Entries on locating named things
**********
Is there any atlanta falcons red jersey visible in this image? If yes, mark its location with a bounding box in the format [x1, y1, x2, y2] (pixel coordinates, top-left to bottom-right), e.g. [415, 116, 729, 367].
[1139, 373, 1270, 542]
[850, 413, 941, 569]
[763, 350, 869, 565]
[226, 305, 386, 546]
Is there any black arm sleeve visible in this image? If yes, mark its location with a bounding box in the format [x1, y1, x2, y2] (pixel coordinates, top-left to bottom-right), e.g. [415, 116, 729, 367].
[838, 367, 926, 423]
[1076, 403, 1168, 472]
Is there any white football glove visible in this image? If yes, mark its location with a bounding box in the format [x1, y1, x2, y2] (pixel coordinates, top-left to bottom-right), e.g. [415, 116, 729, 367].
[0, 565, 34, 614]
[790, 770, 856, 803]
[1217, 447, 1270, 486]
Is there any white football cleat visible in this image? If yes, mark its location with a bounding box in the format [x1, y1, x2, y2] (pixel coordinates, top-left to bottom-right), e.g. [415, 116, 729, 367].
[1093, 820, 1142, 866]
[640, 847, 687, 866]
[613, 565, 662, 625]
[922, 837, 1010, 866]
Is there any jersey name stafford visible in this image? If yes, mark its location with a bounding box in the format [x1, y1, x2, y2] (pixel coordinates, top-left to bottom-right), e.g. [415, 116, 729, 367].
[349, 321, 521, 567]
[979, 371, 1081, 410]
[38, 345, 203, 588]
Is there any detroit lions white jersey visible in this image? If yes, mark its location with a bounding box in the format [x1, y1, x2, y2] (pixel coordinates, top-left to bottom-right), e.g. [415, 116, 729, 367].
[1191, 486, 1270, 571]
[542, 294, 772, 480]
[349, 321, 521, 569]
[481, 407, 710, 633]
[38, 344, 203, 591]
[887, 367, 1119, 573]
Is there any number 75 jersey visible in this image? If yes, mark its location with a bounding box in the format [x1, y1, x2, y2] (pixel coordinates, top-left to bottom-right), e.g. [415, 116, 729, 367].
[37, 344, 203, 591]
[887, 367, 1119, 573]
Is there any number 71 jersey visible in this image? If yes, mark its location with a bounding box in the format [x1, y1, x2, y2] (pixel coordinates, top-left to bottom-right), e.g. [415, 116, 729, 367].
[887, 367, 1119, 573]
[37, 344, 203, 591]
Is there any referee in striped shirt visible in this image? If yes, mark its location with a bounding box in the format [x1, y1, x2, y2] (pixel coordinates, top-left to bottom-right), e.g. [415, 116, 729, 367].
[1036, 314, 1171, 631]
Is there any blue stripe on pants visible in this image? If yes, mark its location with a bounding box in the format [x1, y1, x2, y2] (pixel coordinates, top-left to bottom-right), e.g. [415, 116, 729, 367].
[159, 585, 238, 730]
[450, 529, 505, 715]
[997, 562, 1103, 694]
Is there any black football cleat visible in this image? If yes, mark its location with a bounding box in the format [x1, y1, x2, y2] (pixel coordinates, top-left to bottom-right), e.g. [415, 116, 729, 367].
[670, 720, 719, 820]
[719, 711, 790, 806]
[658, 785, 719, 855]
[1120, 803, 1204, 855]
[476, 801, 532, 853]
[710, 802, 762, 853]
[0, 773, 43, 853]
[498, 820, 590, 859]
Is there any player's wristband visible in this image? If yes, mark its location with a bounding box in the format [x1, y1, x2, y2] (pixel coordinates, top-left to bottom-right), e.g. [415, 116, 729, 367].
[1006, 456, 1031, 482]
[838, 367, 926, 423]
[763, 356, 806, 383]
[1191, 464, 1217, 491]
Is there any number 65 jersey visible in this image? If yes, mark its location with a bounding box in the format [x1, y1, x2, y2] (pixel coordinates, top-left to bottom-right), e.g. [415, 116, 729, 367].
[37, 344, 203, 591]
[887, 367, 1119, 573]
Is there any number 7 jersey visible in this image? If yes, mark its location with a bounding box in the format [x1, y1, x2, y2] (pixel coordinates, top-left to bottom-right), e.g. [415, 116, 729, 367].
**********
Problem to solve: Output the part that opens with the line containing "Is there any blue" and closes with the line containing "[450, 529, 505, 715]" as a two-column CSV with the columns text and answer, one row per record. Put each value in a single quoted field and replace line breaks with spaces.

Solution:
text,answer
"Is there any blue stripe on pants visible in this image? If yes, mark its location with a bounding box in the format [x1, y1, x2, y2] (pixel coordinates, top-left to bottom-right), e.g. [415, 116, 729, 367].","[159, 585, 238, 730] [450, 529, 505, 715]"